**** Provided information

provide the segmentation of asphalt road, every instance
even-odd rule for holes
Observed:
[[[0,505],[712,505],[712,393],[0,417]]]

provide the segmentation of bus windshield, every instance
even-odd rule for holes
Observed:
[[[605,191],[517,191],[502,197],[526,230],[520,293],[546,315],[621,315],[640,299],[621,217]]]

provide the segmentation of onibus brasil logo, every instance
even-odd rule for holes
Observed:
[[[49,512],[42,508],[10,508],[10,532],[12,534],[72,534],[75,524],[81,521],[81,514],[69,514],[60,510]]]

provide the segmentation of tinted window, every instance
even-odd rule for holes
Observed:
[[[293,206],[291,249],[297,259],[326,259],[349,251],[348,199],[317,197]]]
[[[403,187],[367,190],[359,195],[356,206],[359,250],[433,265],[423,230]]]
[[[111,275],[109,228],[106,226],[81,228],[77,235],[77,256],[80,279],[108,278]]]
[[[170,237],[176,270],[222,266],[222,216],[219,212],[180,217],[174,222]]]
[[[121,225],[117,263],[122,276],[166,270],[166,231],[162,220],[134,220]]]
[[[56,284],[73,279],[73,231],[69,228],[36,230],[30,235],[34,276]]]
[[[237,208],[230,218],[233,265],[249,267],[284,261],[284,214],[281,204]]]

********

# Task directions:
Rewrite the items from the line containing "provide the segmentation of bus" through the last line of the items, changing "tinted window" to "glass pane" and leaving everything else as it is. Give back only those lines.

# Answer in full:
provide the segmentation of bus windshield, every instance
even-odd rule for holes
Observed:
[[[605,191],[517,191],[502,197],[526,230],[520,293],[546,315],[621,315],[640,299],[621,217]]]

provide the segmentation of onibus brasil logo, every instance
even-odd rule for holes
Observed:
[[[49,512],[42,508],[10,508],[10,532],[12,534],[72,534],[75,524],[81,521],[81,514],[69,514],[60,510]]]

provide the segmentation of glass pane, every instance
even-odd rule for holes
Observed:
[[[293,206],[291,249],[297,259],[326,259],[349,251],[348,199],[317,197]]]
[[[403,187],[367,190],[359,195],[356,206],[359,250],[433,265],[423,230]]]
[[[111,275],[109,228],[106,226],[81,228],[77,235],[77,256],[80,279],[108,278]]]
[[[170,237],[176,270],[222,266],[222,216],[219,212],[180,217],[174,222]]]
[[[121,225],[117,263],[122,276],[166,270],[166,231],[162,220],[134,220]]]
[[[56,284],[73,279],[73,231],[69,228],[36,230],[30,235],[34,276]]]
[[[237,208],[230,218],[233,265],[249,267],[284,261],[284,214],[281,204]]]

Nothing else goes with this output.